**Obiettivo del compito:**
Rispondi a queste domande sul testo dedicato al wushu:
1. In quale anno fu istituita la Repubblica di Cina?
2. In quale città nacque la Jingwu Society?
3. Quante province poteva raggiungere la struttura della Central National Skills Research Academy?

**Testo:**
Con l’istituzione della Repubblica di Cina (1912), il wushu diventò un mezzo per promuovere la cultura cinese e la difesa nazionale dopo l’umiliazione incassata ad opera delle potenze imperialiste nell”800. Venne inserito per la prima volta nei corsi scolastici e universitari; nacquero le prime associazioni, dalla Jingwu Society di Shanghai, estesa negli anni ’20 a livello nazionale con ramificazione che raggiunsero in breve il Sud-est asiatico, alla Central National Skills Research Academy, fondata dai nazionalisti di Chiang Kai-shek a Nanchino al fine di avviare l’insegnamento e lo studio delle arti marziali cinesi attraverso una struttura tentacolare in grado di raggiungere 24 province.

**Estratto del dataset:**
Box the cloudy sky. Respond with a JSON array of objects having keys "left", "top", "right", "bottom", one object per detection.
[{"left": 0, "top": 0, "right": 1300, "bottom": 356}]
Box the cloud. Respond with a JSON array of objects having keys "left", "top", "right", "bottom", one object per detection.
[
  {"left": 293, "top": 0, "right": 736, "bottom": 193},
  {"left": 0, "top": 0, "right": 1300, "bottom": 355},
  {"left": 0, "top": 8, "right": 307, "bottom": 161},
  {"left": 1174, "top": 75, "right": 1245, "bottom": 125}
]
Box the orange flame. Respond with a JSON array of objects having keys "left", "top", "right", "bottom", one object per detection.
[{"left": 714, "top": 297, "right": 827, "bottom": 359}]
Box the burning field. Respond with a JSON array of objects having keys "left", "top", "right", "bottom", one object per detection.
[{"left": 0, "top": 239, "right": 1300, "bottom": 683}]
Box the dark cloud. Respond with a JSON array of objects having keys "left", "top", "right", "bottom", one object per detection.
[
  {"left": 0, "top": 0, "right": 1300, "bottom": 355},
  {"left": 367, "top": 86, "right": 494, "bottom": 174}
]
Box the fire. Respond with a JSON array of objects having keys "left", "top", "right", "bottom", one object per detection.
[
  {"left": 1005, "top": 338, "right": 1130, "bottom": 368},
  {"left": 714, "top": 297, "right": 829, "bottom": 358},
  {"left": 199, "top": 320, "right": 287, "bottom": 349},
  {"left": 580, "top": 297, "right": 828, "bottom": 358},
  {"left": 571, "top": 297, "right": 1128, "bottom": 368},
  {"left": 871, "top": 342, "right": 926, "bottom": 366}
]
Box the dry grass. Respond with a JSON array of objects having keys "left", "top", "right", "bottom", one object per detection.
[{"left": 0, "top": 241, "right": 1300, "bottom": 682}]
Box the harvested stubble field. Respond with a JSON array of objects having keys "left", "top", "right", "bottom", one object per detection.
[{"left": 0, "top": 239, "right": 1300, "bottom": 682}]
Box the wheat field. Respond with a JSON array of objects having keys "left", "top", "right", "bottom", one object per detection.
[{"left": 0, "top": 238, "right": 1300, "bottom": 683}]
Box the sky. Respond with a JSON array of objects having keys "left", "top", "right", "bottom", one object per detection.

**Soluzione:**
1. Nel 1912.
2. A Shanghai.
3. 24 province.